TEXTO DEL EJERCICIO:

▼

Para Petrunia la carreta itinerante no formó parte de su imaginario, sino de la realidad de su vida diaria hasta los doce años, pues ella vivió una infancia sin techo, recorriendo con sus padres y sus nueve hermanos los pueblos próximos a Bolintin en un carro tirado por un caballo. Bolintín es una población de unos once mil habitantes perteneciente al distrito de Giurgiu, a sólo veintisiete kilómetros de Bucarest. Hasta los doce años Petrunia pasó su infancia en esa carreta, sin pisar una escuela o una casa de adobe como los otros gitanos de Bolintin. Ogrezeni, Ulmi, Sabareni, son algunos de los pueblos que recuerda de su itinerancia infantil. Los nueve hermanos dormían en el carro, los padres lo hacían al aire libre, en pleno campo, buscando amparo bajo los árboles o entre las peñas para protegerse de la nieve o de las heladas invernales. Dos de esos hermanos murieron por no disponer de un medicamento para regular la glucosa en sangre, también el padre murió muy joven.
Cosmín y Aurelia proceden también de la aldea de Dobreni, regada por innumerables riachuelos, que van a parar al río Arges, afluente del Danubio. La aldea forma parte de la comuna de Vărăşti, perteneciente al condado en la región histórica de Muntenia, situada al sudeste de Rumanía. En la comuna vive un significativo número de población romaní (en torno al 21%). Cosmín y Aurelia también me aseguran que ellos no son “tigani”, no son gitanos, sino spoitori.
Hablan la lengua romaní, celebran sus bodas y bautizos como los “tigani”, dejar crecer el pelo a sus hijos hasta los tres años, recuerdan a sus mayores con rituales alimentarios, comparten muchas de sus creencias y tradiciones, pero sienten que son diferentes a ellos. La mujeres no han de llevar faldas largas, pueden usar pantalones, quizás tampoco es necesario que usen siempre el pañuelo, pero sobre todo aman el trabajo y no son amigos de las peleas. Cosmín se siente muy orgulloso de llevarse muy bien con payos y gitanos. “Las parejas de novios pasean tranquilas por nuestro asentamiento, y las mujeres y los que quieren simplemente caminar un rato por el campo… Somos gente pacífica, con nosotros nadie tiene ningún problema.” Ignoro si con este comentario Cosmin quiere marcar también las diferencias entre los “spoitori” y los “tigani”.

▲

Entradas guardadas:
▼

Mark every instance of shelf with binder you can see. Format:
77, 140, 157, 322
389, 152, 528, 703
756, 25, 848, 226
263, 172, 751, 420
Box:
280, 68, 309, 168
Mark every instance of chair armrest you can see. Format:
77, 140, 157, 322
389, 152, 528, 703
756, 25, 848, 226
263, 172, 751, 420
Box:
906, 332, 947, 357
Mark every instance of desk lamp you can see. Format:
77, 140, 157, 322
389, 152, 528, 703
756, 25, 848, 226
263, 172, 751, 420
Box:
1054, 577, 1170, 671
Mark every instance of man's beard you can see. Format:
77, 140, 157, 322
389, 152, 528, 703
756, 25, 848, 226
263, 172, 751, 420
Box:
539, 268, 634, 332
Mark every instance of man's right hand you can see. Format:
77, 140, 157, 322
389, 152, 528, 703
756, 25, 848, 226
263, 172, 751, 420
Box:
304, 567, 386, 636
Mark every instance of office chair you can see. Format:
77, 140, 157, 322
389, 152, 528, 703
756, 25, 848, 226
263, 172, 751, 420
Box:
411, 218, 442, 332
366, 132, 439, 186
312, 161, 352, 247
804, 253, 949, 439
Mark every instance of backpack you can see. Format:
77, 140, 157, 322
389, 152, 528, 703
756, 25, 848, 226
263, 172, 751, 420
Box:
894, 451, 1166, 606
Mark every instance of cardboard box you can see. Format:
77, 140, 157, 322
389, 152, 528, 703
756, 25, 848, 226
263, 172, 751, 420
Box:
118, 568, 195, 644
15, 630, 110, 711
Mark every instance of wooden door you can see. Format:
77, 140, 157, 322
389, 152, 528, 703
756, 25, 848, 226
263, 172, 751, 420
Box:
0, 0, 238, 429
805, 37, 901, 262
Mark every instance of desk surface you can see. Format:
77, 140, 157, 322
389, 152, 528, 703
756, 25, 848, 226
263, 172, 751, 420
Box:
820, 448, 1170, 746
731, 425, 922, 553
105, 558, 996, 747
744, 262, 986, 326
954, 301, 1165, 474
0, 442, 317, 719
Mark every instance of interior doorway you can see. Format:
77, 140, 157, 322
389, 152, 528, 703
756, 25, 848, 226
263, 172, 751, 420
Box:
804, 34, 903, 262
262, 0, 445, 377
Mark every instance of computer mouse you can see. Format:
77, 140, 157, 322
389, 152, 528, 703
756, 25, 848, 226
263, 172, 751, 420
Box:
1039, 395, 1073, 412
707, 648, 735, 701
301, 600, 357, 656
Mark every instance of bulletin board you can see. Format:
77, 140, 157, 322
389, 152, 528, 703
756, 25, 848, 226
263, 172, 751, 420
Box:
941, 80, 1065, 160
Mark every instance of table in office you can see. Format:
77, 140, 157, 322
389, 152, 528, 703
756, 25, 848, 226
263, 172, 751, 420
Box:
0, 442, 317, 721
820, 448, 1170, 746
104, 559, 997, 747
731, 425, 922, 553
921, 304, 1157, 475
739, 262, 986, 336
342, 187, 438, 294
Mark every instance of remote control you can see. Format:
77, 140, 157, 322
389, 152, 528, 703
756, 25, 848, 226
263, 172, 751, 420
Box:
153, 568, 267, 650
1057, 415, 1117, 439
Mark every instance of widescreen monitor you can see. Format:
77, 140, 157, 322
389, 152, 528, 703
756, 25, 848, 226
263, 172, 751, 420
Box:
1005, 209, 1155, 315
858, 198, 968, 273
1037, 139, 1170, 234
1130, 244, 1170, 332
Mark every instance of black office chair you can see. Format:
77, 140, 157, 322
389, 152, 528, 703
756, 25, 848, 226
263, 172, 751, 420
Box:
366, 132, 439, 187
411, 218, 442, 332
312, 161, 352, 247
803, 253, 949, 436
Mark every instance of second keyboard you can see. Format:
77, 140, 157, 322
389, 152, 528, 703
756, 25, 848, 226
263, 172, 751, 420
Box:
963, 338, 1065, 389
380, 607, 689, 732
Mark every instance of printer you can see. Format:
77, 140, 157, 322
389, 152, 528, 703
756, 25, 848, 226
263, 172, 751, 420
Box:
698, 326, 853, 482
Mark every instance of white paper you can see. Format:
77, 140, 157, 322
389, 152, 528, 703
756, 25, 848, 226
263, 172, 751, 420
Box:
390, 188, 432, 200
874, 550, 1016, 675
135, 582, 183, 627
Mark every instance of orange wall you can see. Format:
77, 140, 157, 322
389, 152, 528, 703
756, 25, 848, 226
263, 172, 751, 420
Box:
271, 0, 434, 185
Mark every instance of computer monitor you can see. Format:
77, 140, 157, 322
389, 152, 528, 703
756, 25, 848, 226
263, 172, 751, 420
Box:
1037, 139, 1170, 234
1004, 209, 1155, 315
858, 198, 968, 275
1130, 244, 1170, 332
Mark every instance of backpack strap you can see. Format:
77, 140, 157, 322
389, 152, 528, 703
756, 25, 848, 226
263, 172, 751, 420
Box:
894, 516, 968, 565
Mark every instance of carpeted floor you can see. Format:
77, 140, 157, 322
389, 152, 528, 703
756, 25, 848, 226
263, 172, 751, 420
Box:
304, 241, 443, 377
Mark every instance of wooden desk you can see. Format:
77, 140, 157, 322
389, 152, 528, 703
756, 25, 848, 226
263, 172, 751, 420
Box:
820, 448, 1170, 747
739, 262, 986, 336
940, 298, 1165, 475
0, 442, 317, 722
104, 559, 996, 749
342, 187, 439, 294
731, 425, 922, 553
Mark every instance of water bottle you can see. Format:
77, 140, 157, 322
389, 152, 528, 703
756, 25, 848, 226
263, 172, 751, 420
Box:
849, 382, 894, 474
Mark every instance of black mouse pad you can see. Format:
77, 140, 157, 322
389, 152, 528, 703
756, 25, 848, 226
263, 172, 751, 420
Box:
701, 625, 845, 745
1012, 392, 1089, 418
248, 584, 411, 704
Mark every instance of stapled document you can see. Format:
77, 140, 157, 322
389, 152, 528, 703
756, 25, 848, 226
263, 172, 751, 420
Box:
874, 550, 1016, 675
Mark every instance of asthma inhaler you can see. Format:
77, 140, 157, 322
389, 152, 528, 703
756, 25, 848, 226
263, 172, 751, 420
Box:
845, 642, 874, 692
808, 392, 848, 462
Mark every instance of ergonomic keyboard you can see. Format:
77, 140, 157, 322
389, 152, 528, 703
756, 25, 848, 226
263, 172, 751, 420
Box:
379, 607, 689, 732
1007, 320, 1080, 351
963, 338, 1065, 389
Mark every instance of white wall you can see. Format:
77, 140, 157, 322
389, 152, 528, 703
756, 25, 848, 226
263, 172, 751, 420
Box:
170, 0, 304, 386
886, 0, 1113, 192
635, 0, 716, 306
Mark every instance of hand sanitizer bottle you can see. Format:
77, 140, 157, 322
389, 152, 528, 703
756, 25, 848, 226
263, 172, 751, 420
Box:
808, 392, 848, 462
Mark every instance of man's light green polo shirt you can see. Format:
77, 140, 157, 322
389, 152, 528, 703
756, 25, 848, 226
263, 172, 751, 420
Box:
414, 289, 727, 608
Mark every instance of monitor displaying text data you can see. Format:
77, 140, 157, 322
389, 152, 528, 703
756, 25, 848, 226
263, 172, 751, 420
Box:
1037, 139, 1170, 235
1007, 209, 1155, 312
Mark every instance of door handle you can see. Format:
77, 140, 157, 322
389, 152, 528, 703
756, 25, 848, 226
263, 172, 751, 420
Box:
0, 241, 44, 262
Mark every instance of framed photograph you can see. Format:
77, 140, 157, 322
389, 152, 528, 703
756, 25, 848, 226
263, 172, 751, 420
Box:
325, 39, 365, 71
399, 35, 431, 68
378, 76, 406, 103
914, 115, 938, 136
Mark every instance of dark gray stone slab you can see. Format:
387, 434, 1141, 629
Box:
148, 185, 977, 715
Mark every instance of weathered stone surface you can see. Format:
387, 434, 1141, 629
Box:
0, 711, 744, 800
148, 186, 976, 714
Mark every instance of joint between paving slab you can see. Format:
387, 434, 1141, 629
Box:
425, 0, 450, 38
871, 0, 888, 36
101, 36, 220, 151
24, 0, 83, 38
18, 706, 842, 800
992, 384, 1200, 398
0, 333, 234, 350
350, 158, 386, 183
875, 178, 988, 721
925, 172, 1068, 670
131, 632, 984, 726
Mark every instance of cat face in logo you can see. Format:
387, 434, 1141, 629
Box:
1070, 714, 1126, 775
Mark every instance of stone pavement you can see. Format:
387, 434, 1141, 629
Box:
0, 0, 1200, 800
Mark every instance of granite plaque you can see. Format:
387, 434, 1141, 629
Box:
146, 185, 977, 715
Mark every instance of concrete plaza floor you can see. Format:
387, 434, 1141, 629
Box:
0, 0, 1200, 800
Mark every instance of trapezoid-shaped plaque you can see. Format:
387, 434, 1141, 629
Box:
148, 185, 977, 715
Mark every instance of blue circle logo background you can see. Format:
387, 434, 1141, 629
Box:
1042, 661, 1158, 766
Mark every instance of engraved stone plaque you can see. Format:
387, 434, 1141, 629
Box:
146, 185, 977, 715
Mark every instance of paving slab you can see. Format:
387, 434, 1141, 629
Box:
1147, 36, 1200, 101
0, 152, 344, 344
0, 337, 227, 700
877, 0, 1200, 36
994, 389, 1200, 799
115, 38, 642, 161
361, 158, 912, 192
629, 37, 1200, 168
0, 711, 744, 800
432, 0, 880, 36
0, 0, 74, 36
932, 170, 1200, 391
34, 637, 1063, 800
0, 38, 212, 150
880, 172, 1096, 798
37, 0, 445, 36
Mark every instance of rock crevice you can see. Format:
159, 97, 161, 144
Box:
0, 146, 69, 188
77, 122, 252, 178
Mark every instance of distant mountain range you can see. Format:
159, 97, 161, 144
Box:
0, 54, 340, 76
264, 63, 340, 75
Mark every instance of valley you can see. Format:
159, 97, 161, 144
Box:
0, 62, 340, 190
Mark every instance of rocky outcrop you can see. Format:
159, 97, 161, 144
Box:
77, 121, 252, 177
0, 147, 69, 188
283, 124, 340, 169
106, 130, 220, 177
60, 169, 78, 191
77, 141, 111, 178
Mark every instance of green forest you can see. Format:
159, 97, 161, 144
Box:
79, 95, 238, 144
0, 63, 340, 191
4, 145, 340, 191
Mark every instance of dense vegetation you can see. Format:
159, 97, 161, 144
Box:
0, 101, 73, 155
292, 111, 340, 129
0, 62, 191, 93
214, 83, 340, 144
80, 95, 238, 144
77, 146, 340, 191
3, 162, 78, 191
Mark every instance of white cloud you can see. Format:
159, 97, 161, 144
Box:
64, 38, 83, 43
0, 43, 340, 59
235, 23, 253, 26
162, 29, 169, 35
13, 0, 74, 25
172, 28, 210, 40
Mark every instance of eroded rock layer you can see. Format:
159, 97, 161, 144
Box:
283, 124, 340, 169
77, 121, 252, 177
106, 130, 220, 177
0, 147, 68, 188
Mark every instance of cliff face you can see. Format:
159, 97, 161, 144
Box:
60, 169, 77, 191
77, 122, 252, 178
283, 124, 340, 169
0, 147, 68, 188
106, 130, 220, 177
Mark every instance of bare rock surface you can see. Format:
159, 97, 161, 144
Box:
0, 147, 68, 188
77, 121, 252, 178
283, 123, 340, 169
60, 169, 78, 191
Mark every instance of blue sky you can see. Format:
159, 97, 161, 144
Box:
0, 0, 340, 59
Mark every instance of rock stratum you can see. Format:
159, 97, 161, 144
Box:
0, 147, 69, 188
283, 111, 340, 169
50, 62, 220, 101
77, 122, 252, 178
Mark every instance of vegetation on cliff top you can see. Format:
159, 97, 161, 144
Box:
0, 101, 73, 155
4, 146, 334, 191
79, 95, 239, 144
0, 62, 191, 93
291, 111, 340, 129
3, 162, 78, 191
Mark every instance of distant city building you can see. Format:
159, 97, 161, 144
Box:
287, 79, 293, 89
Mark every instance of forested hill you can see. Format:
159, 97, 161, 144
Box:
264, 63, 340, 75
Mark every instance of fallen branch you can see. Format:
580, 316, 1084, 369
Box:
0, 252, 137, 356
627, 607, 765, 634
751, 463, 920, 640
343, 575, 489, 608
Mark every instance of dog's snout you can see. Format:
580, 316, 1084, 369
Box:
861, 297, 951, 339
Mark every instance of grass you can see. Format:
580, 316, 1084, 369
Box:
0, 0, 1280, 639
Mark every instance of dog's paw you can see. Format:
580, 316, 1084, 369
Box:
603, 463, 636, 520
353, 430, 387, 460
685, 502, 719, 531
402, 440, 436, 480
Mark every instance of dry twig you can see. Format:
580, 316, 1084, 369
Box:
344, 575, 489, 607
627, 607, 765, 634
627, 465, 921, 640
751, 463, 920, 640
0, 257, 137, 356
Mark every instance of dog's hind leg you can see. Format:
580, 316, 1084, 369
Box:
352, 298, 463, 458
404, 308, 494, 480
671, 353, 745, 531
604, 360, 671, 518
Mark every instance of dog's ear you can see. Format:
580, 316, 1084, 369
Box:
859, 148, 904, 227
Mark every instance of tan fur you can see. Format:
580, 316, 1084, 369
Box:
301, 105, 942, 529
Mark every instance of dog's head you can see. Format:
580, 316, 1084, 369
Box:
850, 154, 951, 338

▲

LISTA DE ACTIVIDADES:
- a) Contesta, a partir del relato sobre Petrunia y los spoitori:
(i) ¿Hasta qué edad vivió Petrunia en la carreta?
(ii) ¿A cuántos kilómetros de Bucarest se encuentra Bolintín?
(iii) ¿Qué porcentaje aproximado de población romaní vive en la comuna de Vărăşti?
- b) Prolonga el relato sobre Petrunia y los spoitori con el párrafo que vendría a continuación de su última frase.
Los datos forman un material aparte, sin relación con el relato sobre Petrunia y los spoitori.

RESULTADOS DE ACTIVIDADES:
- a)
(i) Hasta los doce años.
(ii) A veintisiete kilómetros.
(iii) En torno al 21 %.

- b)
A Cosmín el de Dobreni le gustan los animales y especialmente los caballos.
Sus primeros recuerdos están marcados por la casa de adobe, que la familia tenía en Dobreni, en el barrio de los spoitori, separado por ese puente, que señala la división con las viviendas de los payos. Detrás de la casa, un amplio espacio para los animales domésticos: un cerdo para alimentar a la familia y otro que era criado y alimentado para la comuna en los tiempos de Ceausescu, varios caballos y una carreta.
Cuando tenía siete años, una perra infectada por la rabia, le mordió la pierna. En el dispensario de la aldea le hicieron una cura de urgencia, que no fue suficiente. Tras muchos días de cuidados ineficaces tuvo que trasladarse a la capital en la carreta de la familia. Intervenido de urgencia, estuvo a punto de perder la pierna. Fue una experiencia intensa de dolor y desarraigo, pues el pequeño Cosmín sintió por primera vez en carne propia lo que significaba no conocer la lengua rumana, sólo hablaba la lengua romaní. A Cosmín le resultó muy difícil hacerse entender por la enfermera para que le diera un simple vaso de agua. Entre todas las experiencias dolorosas con su pierna, que estuvo a punto de serle amputada, él resalta como especialmente dramática ese vaso de agua, que era incapaz de conseguir la primera noche que pasó en el hospital. Allí, a los siete años, por primera vez, Cosmín notó que estaba realmente fuera de casa, aunque hoy día no crea que es romà, ni tigani, sino sólo un spoitor.